__Texte présenté__.
----
Aller au contenu

Profs contre la charte

Le Délit s’entretient avec Daniel Weinstock

Le professeur de McGill, Daniel Weinstock, fait partie des 60 universitaires à s’être prononcés contre la charte des valeurs dans un mémoire déposé à la commission parlementaire dont les audiences débutent aujourd’hui, mardi le 14 janvier. En entrevue avec Le Délit, le spécialiste en éthique et en philosophie politique pose un regard critique sur cette commission et partage son point de vue sur le controversé projet de loi.

Le Délit : Quelle sera selon vous l’issue de la commission parlementaire chargée d’étudier le projet de loi 60 sur la charte des valeurs ?
----
__Entrées fournies__.
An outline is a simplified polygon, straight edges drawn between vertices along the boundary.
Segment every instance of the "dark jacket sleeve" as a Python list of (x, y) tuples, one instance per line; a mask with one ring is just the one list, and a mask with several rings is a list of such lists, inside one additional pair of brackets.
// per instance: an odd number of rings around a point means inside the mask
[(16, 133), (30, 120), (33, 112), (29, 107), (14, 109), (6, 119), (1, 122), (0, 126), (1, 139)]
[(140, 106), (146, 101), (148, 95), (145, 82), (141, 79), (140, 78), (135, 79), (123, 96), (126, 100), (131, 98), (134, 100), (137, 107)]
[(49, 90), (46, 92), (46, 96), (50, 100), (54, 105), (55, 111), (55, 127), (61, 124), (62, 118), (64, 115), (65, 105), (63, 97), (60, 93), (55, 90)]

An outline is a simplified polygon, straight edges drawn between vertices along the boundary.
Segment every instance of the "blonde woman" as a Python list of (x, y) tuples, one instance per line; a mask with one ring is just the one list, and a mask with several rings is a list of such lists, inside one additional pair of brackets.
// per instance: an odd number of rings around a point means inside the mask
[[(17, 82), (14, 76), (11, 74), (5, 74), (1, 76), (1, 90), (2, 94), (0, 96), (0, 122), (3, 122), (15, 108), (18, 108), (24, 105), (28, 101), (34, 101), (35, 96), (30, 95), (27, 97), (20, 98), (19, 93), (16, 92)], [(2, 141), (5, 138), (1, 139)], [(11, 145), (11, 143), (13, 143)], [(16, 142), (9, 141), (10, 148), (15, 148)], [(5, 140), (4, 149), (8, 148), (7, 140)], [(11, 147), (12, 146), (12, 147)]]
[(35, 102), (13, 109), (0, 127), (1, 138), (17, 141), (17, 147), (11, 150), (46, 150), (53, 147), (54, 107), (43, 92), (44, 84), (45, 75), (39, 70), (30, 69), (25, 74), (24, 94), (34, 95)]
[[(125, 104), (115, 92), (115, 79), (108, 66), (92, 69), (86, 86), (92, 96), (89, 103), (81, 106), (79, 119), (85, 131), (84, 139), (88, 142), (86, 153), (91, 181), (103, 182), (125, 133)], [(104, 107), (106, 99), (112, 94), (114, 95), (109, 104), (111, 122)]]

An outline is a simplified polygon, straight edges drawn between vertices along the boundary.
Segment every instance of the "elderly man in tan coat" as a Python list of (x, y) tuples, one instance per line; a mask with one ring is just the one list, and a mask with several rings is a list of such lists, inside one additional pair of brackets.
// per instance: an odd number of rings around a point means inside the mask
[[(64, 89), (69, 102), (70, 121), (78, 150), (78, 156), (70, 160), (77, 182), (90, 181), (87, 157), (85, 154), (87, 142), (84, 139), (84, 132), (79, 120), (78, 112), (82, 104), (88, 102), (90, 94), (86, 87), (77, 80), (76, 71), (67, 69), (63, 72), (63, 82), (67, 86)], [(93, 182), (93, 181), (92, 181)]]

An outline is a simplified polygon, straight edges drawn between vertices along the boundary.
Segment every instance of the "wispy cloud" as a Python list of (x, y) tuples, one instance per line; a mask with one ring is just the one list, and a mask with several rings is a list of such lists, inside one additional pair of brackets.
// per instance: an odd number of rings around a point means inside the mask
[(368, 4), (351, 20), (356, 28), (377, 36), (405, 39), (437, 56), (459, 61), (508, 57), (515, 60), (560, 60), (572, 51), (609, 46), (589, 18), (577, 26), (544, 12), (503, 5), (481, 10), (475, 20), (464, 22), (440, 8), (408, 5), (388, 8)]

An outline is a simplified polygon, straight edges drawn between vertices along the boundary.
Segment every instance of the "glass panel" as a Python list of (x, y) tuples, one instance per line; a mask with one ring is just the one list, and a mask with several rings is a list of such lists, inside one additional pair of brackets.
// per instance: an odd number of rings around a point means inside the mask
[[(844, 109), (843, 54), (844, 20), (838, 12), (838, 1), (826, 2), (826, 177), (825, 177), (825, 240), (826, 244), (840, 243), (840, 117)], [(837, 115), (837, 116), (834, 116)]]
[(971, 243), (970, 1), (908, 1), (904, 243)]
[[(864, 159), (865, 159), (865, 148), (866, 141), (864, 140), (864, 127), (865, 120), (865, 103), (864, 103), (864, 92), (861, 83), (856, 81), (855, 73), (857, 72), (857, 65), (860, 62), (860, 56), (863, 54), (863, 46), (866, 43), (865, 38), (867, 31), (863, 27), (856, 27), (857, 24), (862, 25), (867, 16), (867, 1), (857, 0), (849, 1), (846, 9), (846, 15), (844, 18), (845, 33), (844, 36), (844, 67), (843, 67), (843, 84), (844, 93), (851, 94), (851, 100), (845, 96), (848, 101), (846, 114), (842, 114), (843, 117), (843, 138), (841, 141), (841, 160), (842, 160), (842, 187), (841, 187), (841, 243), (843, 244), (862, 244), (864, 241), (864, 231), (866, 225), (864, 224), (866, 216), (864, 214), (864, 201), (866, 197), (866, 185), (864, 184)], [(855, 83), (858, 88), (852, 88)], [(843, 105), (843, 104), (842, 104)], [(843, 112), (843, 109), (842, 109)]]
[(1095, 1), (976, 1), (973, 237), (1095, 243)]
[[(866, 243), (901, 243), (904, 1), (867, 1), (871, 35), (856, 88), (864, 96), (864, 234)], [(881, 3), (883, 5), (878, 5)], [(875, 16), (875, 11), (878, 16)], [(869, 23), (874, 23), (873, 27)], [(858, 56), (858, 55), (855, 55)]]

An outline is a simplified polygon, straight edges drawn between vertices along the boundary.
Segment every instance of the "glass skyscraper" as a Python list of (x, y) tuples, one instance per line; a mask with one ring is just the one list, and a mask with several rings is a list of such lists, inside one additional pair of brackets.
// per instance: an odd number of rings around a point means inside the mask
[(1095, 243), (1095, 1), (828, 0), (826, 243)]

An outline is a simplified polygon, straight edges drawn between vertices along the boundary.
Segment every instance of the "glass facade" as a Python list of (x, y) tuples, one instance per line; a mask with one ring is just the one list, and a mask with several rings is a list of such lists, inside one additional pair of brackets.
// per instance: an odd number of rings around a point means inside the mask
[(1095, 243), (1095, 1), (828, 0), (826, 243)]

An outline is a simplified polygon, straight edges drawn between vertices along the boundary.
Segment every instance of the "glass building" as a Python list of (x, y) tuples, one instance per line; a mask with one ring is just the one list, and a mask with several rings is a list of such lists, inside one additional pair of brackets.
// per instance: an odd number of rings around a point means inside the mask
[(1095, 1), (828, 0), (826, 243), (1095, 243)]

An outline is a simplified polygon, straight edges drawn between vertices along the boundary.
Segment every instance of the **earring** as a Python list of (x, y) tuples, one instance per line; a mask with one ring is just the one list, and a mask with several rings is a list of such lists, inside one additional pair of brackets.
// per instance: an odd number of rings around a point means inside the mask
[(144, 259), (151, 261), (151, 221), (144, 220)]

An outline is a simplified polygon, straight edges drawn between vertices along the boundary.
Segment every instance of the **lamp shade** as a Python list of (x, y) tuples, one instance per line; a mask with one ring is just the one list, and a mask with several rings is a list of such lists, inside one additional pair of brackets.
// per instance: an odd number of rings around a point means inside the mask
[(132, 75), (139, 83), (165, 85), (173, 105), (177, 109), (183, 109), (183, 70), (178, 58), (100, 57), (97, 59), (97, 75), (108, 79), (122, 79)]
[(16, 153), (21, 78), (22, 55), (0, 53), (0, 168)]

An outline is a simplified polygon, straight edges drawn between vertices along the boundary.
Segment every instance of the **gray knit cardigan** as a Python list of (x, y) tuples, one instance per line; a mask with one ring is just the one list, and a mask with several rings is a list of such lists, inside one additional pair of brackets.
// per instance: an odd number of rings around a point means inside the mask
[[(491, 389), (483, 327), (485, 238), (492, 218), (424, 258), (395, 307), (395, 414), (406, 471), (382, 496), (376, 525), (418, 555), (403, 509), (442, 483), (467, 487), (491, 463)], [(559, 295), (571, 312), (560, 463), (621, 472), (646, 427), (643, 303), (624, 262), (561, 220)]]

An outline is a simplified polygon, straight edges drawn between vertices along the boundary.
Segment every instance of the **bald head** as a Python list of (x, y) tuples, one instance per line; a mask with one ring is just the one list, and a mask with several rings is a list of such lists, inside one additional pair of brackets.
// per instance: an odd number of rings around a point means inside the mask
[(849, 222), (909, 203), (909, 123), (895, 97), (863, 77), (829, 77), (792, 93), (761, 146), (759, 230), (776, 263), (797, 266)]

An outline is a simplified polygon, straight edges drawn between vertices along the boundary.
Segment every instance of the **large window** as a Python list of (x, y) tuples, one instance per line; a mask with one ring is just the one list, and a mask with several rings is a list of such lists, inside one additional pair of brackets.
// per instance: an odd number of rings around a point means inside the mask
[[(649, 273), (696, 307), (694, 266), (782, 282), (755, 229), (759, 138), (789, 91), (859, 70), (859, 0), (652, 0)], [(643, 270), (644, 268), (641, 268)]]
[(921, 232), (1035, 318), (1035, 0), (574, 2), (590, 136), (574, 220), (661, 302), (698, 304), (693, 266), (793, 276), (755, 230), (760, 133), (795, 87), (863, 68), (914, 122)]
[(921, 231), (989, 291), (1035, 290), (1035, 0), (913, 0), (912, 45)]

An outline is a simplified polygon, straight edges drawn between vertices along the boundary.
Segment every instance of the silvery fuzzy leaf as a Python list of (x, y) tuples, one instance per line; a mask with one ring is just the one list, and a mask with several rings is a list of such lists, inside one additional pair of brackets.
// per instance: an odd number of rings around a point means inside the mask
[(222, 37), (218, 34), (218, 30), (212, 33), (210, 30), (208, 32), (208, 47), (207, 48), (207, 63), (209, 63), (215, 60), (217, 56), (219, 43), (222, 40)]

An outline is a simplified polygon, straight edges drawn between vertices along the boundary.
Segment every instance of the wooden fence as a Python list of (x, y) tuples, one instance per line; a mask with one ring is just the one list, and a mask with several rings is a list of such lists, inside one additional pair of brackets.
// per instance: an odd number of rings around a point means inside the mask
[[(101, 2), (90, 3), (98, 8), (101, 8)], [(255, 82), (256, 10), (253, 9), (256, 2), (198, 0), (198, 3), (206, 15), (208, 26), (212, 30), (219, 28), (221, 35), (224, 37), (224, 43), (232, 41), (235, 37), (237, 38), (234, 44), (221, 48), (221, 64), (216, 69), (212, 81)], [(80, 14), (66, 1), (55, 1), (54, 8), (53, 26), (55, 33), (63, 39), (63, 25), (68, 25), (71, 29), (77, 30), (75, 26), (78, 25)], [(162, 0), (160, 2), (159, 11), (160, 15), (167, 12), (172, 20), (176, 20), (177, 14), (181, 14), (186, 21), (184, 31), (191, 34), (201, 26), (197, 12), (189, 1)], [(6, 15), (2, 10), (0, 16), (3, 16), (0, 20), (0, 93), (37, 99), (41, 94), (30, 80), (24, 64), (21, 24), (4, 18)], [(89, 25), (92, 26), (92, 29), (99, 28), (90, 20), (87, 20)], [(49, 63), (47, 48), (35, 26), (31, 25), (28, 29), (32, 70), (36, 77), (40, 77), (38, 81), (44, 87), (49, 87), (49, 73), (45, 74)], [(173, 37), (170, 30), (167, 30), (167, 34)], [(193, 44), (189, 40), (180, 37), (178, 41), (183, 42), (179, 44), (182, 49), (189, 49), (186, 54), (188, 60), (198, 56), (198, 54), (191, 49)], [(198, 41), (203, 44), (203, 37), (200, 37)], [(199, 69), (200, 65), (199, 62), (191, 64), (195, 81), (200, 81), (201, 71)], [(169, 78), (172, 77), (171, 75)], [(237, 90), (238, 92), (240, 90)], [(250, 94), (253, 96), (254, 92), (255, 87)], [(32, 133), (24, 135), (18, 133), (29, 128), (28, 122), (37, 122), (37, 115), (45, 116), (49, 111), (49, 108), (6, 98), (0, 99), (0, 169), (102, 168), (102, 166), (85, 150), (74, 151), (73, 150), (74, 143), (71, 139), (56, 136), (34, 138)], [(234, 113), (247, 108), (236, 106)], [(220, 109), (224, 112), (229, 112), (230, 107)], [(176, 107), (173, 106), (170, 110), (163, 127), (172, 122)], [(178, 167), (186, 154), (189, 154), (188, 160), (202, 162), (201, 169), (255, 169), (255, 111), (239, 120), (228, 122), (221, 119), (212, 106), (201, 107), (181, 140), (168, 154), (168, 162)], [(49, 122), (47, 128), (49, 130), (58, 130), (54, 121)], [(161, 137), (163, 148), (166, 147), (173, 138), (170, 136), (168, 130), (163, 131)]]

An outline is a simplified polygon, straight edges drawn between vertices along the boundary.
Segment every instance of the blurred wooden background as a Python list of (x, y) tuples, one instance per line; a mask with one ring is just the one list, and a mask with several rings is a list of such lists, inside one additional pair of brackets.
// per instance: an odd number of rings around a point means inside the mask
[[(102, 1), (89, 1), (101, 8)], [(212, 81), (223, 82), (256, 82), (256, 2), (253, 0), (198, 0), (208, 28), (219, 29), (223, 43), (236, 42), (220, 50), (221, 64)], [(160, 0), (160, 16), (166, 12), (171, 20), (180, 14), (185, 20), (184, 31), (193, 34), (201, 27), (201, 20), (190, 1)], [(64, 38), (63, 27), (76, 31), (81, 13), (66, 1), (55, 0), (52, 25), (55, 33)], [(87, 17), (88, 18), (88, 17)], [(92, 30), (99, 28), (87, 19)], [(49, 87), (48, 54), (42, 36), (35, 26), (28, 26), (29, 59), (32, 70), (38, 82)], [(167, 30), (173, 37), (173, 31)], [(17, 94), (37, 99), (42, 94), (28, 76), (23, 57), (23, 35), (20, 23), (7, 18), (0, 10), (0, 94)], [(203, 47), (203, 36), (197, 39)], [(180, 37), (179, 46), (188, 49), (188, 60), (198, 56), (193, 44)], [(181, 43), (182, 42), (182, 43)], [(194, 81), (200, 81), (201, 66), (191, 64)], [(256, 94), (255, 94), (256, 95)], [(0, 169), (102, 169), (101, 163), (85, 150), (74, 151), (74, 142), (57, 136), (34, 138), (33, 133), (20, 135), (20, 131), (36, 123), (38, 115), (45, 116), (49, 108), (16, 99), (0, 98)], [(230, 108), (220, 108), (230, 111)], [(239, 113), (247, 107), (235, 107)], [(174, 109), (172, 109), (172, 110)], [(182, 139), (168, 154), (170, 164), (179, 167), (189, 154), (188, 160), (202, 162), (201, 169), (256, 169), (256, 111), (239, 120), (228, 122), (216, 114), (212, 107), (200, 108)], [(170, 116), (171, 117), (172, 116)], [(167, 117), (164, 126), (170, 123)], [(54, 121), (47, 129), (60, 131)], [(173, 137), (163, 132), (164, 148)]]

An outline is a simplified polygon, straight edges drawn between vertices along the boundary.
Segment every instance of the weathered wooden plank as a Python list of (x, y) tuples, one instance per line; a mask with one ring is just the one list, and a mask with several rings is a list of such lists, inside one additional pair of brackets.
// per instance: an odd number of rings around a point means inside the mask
----
__Tâches à faire__.
a – D'après le texte sur la charte des valeurs, combien d'universitaires se sont prononcés contre la charte dans le mémoire déposé à la commission parlementaire ?
b – Recopiez le passage du texte sur la charte des valeurs qui va de « Le Délit s’entretient » jusqu'à « charte des valeurs ? », ces deux extrémités comprises.

__Corrigé__.
a – Soixante universitaires se sont prononcés contre la charte.

b –
Le Délit s’entretient avec Daniel Weinstock

Le professeur de McGill, Daniel Weinstock, fait partie des 60 universitaires à s’être prononcés contre la charte des valeurs dans un mémoire déposé à la commission parlementaire dont les audiences débutent aujourd’hui, mardi le 14 janvier. En entrevue avec Le Délit, le spécialiste en éthique et en philosophie politique pose un regard critique sur cette commission et partage son point de vue sur le controversé projet de loi.

Le Délit : Quelle sera selon vous l’issue de la commission parlementaire chargée d’étudier le projet de loi 60 sur la charte des valeurs ?